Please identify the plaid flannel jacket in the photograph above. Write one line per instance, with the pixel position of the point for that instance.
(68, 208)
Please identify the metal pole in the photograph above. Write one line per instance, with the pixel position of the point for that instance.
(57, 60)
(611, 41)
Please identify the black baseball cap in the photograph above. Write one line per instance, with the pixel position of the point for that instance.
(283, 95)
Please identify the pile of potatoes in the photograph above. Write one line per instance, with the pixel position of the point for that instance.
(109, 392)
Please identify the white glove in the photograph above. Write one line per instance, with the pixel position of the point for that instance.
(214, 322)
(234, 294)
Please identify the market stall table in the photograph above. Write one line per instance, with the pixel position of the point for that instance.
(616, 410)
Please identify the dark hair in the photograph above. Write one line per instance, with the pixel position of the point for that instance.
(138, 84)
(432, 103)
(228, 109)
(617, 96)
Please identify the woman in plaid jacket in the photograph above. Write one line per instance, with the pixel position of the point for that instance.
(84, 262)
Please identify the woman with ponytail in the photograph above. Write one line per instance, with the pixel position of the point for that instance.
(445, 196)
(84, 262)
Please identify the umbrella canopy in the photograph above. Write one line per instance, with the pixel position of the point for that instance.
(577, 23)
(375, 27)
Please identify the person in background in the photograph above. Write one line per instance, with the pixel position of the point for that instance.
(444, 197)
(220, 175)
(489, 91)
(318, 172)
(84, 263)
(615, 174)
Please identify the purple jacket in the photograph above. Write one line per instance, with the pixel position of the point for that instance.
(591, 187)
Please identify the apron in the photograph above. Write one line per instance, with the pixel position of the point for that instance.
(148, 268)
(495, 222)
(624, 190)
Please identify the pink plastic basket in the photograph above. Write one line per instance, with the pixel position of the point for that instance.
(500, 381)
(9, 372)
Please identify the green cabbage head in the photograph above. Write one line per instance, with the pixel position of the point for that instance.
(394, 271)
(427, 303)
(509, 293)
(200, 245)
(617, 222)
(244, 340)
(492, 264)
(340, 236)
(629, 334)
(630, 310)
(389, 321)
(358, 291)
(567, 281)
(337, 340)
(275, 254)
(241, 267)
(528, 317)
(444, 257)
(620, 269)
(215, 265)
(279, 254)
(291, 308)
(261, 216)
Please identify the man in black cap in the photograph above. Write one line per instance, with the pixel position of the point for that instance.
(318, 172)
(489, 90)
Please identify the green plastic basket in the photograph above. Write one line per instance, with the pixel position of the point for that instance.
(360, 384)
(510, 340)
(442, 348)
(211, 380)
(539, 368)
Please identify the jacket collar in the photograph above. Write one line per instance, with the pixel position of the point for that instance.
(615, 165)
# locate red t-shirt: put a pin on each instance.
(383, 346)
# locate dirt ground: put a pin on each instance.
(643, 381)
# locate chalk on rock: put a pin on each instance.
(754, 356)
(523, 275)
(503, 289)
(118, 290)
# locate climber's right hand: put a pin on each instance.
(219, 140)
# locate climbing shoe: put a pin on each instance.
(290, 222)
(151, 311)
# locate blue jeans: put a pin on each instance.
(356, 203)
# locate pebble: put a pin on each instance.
▬▬▬▬▬▬
Please lay out everything from the line containing "# locate blue" down to the last line above as a JSON list of strings, one string per line, with both of those lines included and blank lines left out.

[
  "# locate blue jeans: put a pin on each instance.",
  "(356, 203)",
  "# locate pebble: put a pin on each instance."
]